> [Material for this task]
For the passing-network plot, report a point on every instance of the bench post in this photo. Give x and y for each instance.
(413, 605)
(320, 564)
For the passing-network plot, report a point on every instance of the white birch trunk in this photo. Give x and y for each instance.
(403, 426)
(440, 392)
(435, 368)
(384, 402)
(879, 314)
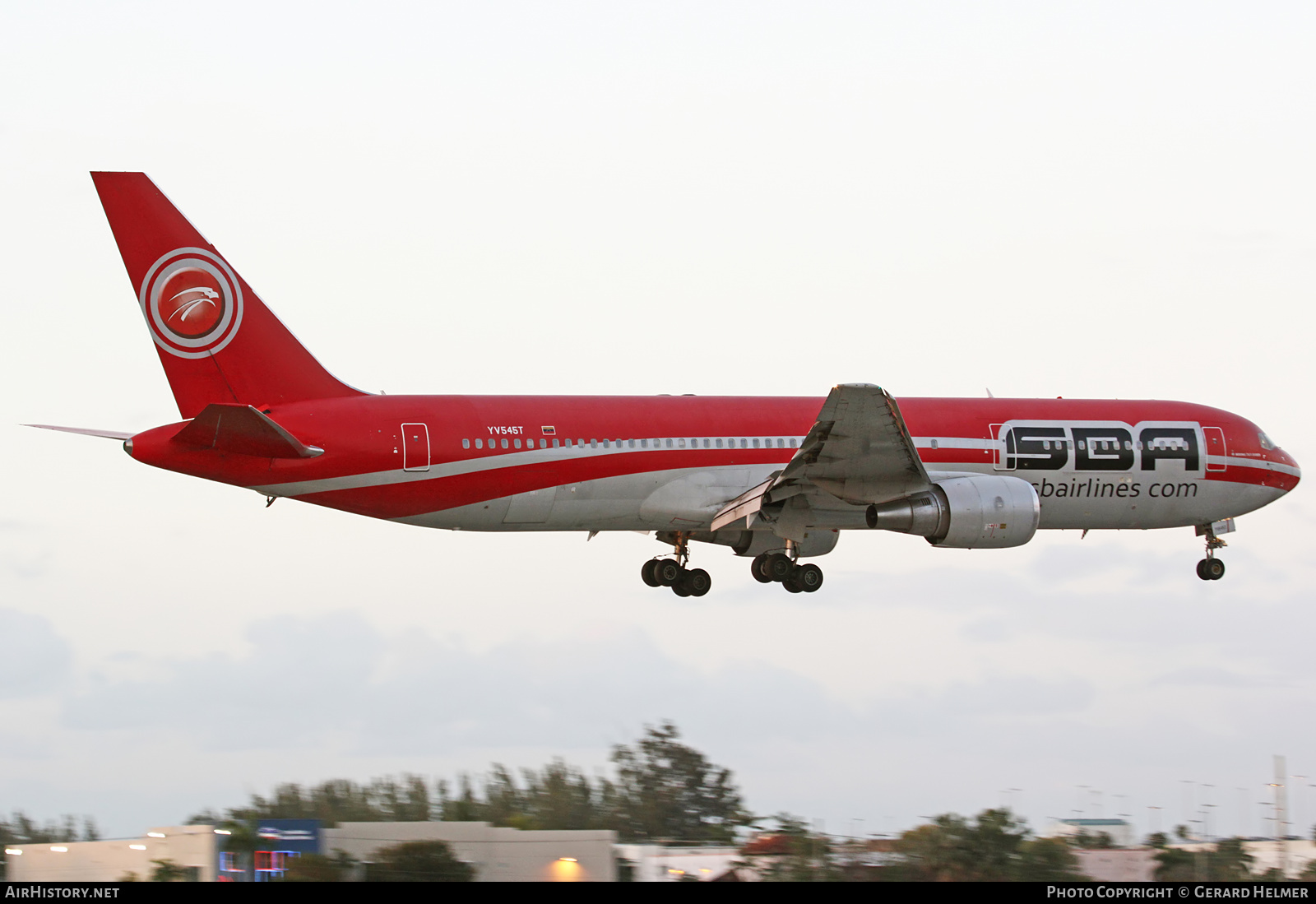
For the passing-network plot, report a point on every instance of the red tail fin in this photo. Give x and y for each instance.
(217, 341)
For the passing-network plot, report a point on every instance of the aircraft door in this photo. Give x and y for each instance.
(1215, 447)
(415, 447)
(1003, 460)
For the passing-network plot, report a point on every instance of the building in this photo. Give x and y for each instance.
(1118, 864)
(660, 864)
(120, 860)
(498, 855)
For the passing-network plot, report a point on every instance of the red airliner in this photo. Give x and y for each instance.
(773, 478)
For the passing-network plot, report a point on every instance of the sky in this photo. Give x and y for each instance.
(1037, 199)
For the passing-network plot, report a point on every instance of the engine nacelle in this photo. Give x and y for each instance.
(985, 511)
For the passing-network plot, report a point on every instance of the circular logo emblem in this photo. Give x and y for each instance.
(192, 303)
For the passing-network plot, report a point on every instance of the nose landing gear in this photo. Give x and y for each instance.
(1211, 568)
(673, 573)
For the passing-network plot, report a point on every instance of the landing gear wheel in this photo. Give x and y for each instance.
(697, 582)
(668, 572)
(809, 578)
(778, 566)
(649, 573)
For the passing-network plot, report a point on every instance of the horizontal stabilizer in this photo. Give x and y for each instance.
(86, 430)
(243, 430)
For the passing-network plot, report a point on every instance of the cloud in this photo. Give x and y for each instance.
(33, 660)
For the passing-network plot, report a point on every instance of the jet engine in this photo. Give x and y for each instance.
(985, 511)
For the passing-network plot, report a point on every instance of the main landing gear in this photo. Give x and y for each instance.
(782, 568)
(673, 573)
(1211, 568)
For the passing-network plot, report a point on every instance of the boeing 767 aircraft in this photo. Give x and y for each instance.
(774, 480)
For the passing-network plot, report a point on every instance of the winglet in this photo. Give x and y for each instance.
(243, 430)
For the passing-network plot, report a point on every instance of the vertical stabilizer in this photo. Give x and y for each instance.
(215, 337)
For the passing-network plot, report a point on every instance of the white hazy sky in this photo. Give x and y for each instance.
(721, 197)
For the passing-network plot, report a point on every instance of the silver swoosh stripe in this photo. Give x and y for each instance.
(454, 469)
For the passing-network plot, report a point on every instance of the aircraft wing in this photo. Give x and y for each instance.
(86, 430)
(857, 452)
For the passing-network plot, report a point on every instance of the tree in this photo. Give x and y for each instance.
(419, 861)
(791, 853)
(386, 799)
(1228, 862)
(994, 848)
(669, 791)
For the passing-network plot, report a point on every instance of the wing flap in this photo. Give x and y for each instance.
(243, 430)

--

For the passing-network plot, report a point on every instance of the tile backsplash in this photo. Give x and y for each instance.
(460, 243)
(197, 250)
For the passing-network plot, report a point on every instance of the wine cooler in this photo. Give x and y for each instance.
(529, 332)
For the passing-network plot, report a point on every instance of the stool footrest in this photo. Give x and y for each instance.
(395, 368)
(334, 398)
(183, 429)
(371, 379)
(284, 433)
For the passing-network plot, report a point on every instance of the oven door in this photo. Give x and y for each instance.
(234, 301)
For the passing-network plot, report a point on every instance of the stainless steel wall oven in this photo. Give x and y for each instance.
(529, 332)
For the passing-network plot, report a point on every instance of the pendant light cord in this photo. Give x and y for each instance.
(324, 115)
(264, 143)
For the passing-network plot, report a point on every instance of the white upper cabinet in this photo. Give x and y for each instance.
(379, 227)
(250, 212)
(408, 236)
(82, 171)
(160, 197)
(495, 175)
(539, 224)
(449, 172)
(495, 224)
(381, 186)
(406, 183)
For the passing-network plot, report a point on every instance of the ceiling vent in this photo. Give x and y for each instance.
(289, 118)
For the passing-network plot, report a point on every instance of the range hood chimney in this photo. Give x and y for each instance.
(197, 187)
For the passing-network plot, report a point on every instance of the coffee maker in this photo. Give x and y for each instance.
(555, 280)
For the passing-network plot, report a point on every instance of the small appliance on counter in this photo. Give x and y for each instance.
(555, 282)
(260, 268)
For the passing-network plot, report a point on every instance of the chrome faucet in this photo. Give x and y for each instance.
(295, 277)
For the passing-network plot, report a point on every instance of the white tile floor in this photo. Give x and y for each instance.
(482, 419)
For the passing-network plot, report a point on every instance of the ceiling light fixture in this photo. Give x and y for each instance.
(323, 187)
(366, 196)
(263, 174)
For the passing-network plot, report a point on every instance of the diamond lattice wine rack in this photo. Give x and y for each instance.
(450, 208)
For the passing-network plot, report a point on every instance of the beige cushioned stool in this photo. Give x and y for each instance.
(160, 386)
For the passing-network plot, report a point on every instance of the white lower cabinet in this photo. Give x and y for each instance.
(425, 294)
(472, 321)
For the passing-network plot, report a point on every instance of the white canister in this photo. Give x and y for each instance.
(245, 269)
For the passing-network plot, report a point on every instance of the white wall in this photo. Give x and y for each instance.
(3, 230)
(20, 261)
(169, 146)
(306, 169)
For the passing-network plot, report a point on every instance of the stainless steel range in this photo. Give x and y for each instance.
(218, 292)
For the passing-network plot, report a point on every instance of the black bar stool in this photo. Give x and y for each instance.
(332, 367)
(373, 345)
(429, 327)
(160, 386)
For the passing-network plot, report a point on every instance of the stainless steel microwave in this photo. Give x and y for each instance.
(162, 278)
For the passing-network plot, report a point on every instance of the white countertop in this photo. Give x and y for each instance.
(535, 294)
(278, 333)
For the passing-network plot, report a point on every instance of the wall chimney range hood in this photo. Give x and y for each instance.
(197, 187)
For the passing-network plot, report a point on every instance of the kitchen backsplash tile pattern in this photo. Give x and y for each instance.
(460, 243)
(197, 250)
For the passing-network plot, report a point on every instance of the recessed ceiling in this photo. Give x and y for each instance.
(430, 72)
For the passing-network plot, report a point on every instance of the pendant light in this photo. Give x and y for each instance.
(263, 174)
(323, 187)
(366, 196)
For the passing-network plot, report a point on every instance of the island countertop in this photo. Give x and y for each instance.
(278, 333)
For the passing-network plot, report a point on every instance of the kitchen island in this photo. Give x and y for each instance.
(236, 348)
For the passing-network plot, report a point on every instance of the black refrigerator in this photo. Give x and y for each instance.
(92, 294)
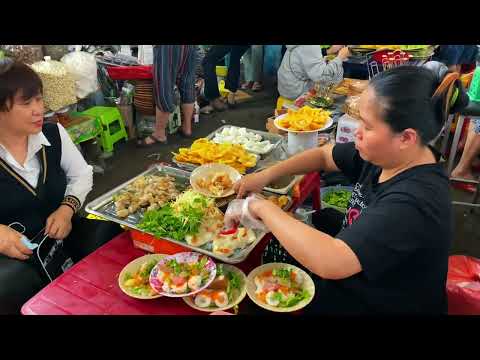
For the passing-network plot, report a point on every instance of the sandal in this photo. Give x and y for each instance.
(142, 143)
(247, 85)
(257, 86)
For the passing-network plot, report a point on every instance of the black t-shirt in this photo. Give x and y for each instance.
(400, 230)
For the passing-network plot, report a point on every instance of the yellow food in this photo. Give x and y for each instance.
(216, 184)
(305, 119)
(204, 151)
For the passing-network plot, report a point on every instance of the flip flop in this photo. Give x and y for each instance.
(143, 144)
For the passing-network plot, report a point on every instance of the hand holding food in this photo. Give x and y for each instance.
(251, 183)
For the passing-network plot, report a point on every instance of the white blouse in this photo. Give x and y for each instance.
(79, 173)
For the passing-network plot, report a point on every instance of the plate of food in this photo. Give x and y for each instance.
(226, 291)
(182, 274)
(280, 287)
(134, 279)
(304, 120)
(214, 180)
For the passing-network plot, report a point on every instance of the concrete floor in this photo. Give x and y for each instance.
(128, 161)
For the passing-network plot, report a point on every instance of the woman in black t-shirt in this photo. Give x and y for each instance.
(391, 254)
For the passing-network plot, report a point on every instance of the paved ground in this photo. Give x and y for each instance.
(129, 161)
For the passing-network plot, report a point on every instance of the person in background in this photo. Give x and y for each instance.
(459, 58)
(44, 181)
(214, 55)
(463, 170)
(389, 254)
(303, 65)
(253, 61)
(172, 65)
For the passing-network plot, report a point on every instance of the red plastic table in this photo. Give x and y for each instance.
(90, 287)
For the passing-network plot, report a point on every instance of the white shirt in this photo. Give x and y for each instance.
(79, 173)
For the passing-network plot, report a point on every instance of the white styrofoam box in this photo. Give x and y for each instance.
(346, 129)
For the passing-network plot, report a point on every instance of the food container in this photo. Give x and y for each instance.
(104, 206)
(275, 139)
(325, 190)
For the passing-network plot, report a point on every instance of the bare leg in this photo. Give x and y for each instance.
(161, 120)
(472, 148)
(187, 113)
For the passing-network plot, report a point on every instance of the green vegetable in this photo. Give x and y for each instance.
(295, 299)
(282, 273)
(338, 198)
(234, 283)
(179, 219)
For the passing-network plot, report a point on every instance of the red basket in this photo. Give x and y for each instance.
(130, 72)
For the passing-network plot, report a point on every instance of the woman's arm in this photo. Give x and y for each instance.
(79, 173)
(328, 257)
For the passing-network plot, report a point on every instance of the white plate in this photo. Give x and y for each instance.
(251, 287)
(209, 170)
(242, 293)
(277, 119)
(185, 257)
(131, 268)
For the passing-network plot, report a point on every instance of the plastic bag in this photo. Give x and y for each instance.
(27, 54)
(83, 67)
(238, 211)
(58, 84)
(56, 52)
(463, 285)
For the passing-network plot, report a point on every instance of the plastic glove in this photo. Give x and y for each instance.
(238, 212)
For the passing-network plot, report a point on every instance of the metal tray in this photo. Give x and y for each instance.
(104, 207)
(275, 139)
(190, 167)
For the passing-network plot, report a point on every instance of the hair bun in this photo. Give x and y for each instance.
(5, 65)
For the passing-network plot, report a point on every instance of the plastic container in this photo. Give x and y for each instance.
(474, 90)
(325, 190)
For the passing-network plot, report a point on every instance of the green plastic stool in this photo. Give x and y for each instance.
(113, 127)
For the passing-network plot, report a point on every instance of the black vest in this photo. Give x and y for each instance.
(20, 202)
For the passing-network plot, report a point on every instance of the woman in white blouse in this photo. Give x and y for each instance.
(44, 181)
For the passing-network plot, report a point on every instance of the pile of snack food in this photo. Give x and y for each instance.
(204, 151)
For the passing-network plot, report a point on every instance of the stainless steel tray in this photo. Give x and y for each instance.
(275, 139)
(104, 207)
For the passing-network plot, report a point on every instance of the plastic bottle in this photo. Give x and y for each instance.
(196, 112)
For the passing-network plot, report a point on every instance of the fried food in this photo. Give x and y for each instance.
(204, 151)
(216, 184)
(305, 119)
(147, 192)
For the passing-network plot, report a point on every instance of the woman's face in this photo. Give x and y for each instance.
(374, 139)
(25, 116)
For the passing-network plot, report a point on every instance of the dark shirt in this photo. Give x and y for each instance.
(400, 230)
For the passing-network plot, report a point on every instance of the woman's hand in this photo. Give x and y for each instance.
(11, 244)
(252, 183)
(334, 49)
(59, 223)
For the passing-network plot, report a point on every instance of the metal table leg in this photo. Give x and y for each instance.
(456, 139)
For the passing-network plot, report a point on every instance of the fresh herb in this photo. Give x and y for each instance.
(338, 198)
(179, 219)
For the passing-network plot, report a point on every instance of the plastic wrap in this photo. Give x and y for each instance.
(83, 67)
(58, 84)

> [Work instructions]
Count the lines in the records above that contain the string "blouse", treating uppercase and lowercase as different, and give only the number.

> [Exercise solution]
2